-- Passage given start --

Reviewed by Glenn Erickson

One of the biggest disappointments of the first wave of 1950s science fiction, Conquest of Space was a flop that seriously hindered George Pal's career as a producer. Originally planned and rejected as a 'next step' beyond Pal's original blockbuster Destination Moon, a pack of writers added little of commercial interest except an unsatisfactory subplot about the spaceflight captain going crazy and trying to sabotage the mission.

Worse, the ambitious special effects were some of the first to garner jeers for their lack of realism. All in all, the boxoffice failure of Conquest of Space popped the balloon of the science fiction craze, at least as far as expensive productions were concerned. Previously, actors had little to gain from starring in a Sci Fi film, but from here on it was more often than not a career kiss of death.

Synopsis:

The 1980s. A crew assembles a moon rocket in Earth orbit, wondering why the landing craft needs wings. A handpicked crew has to eat pills while the other space station personnel get steak and turkey. Dr. Fenton (William Hopper) arrives with the news that the destination is to be Mars, not the Moon. One astronaut has already washed out due to space sickness. The willful commander General Merritt (Walter Brooke) is in denial that he suffers from a similar nervous fatigue and bulls ahead with his plan to personally command the Mars mission, accompanied by his reluctant son Captain Barney Merritt (Eric Fleming). The mission goes as planned with only one hitch: General Merritt goes off his rocker with religious delusions that the trip to Mars is a blasphemous trespassing on God's domain.

The sweethearted George Pal was a very religious man, and a strong bible-class theme marked all of his previous work, even his morally-centered Puppetoon productions. It looks as though he was steamrolled by studio pressure on Conquest of Space, mainly through the plot hook of the commander's religious meltdown en route to Mars. The concept of Destination Moon was such a novelty in 1950 that Pal's quasi documentary approach was welcomed - a dramatic plot would actually have been a hindrance. Five years later, space travel had become established in the public consciousness and Pal's straight Mars Mission idea probably wouldn't have worked. But the hash of bad writing and screwball ideas in the final script (which went through several attempts) is equally unsatisfactory.

Outer space in Conquest of Space is colorful but not very consistent. The film was an early attempt to do full-on travelling mattes in Technicolor, and the results are fairly embarrassing. Hand-painted mattes are used a lot on the space wheel, resulting in fluttering edges and erasures of parts of the station from frame to frame. One has to picture the Paramount brass keeping a tight lid on optical expenditures and frustrating Pal's effects team by forcing them to accept composites that needed one or two extra tries to succeed. When they can, the optical experts try to do away with mattes, resulting in transparent spacemen flying between shuttles and the wheel. The models themselves were probably built on a smallish scale, particularly the space station. It often looks like a toy, especially when it wobbles under a meteorite bombardment.

The science is silly but not terrible ... a moon mission becomes a Mars mission as easily as pulling out a new set of maps, and the technological details are highly oversimplified. How does one cross a hundred yards of space with no tether and no means of propulsion? Just have someone give you a good push ... how many astronauts did they lose that way? "Oops, sorry Fred!"

-- Passage given end --
-- Data excerpts start --

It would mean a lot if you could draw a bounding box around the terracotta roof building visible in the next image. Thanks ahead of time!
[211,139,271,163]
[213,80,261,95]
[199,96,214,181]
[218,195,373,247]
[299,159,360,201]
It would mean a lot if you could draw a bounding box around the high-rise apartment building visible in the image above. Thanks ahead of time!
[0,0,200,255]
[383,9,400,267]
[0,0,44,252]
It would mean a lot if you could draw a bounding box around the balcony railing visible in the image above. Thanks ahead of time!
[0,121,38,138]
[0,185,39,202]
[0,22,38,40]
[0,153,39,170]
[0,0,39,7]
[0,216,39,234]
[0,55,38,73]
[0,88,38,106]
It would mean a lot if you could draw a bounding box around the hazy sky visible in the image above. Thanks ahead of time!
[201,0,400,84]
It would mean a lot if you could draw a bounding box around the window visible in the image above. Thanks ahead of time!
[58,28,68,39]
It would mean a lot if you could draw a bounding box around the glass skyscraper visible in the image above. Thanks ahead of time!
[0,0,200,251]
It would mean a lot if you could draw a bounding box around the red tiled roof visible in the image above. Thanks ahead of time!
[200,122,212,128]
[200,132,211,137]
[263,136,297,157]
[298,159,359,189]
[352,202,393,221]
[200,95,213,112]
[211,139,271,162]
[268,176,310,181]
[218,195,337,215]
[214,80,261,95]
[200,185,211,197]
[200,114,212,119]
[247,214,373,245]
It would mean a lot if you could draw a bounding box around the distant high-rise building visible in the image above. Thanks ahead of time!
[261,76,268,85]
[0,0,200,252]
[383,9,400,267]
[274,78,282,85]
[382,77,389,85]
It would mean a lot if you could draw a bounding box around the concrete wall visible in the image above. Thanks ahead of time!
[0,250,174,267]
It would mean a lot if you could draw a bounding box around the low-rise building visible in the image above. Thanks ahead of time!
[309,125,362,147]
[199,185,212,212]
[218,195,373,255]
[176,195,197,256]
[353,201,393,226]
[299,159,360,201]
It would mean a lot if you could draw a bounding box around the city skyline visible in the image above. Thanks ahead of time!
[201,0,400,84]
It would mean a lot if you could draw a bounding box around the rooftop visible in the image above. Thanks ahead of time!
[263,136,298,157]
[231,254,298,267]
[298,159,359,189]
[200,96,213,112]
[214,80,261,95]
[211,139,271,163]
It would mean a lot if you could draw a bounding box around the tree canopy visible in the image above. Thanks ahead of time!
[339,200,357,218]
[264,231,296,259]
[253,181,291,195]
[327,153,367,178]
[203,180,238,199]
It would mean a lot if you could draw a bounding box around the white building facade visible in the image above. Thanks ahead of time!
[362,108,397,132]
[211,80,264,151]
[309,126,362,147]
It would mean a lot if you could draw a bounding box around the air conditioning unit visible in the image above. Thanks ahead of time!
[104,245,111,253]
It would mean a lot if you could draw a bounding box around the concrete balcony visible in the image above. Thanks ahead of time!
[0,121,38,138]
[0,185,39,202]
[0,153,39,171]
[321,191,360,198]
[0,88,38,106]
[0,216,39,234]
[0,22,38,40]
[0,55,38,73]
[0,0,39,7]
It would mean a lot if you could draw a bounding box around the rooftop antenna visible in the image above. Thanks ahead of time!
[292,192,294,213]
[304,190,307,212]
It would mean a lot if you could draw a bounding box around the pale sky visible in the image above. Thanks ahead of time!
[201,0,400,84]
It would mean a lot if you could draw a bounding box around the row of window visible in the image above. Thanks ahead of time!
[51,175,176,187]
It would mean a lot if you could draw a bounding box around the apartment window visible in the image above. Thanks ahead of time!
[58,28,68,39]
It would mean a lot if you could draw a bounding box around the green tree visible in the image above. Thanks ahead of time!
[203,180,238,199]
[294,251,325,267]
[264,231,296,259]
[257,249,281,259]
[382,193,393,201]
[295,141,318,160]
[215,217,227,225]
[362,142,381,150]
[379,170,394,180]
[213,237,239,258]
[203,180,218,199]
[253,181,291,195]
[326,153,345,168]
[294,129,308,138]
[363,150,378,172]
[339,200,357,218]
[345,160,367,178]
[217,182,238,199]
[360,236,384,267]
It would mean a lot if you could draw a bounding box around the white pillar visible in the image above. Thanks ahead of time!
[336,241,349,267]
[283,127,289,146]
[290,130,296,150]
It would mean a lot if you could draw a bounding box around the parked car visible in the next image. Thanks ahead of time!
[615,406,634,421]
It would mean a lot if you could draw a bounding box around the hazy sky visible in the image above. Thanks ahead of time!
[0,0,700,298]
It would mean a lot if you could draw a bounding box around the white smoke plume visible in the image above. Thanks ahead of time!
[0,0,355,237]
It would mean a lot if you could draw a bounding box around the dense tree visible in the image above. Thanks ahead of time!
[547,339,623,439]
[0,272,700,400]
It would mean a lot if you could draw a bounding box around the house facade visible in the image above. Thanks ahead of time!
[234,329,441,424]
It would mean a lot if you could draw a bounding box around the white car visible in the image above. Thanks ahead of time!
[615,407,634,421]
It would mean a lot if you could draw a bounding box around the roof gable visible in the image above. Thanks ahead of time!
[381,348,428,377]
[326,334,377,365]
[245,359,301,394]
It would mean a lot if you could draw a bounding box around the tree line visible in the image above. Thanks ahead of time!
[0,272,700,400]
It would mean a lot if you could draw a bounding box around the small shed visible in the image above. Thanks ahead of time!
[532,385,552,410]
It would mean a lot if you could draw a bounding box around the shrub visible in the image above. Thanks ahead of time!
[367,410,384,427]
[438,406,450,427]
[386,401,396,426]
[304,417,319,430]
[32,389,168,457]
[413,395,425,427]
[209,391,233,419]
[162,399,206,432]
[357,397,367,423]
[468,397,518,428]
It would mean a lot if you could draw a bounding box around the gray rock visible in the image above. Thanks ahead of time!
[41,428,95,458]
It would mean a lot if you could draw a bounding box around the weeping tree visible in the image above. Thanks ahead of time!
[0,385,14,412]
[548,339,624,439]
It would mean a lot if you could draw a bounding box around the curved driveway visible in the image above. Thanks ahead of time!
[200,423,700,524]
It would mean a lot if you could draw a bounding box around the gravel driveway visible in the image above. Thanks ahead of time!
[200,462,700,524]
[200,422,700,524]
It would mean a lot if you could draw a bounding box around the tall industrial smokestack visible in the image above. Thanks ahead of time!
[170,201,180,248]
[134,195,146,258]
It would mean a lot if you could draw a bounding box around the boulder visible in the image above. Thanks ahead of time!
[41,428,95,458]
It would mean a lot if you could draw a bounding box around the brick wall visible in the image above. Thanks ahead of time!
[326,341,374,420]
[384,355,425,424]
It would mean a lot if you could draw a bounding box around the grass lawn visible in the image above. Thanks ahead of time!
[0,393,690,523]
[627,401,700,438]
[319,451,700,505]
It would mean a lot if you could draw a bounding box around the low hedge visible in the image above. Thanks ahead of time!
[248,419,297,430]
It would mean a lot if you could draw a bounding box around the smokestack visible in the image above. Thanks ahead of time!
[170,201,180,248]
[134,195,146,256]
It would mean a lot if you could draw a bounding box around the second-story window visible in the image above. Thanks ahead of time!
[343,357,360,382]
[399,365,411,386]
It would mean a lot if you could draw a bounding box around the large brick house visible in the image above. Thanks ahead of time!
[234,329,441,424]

-- Data excerpts end --

• _Exercise 1_: Quote the rows from the one containing "around the house" through the one containing "[245,359,301,394]", keeping every character unchanged.
• _Exercise 2_: Write the next part of the review of Conquest of Space, picking up after its last sentence.
The film review and the rows are separate pieces of material with no connection to each other.

• _Answer 1_:
It would mean a lot if you could draw a bounding box around the house facade visible in the image above. Thanks ahead of time!
[234,329,441,424]
It would mean a lot if you could draw a bounding box around the white car visible in the image above. Thanks ahead of time!
[615,407,634,421]
It would mean a lot if you could draw a bounding box around the roof gable visible in the image above. Thanks ahead of time!
[381,348,428,377]
[326,334,377,365]
[245,359,301,394]

• _Answer 2_:
This is the first space movie I can think of that has no scenes on Earth, although I'm sure someone will be able to point out a Flash Gordon serial or something that came before. Earth is said to be ruled by an international one-world political body. That in itself is a far cry from the jingoistic saber-rattling of the average Sci Fi film, in which, as Pauline Kael once put it, spacemen never launch into the heavens without itchy trigger fingers on their ray guns.

Where Conquest of Space goes slack is in the dramatic unfoldment. The spacemen are a mix of altruistic scientists and guys you'd expect to find in a filling station, with a very Destination Moon-like Brooklyn bozo along for cheap laughs. Phil Foster is more lovable than his predecessor, but he's an awfully dumb type to take along on a Mars mission.

The conflict imposed on the movie is the real joykiller. Walter Brooke's mad space captain is a rogue maverick unsuited for normal command, let alone this kind of hazardous undertaking. Merritt has bullied his son into becoming a space cadet as well, with the backing of a fanatical sergeant straight from a bad WW2 movie (Mickey Shaughnessy). Brooke spouts freaky bible babble before the launch, but nobody does anything about it, even when he tells his crew that this abominable mission needs to be aborted. Here's one space odyssey that needed a HAL computer along to terminate some life functions, for the good of the mission.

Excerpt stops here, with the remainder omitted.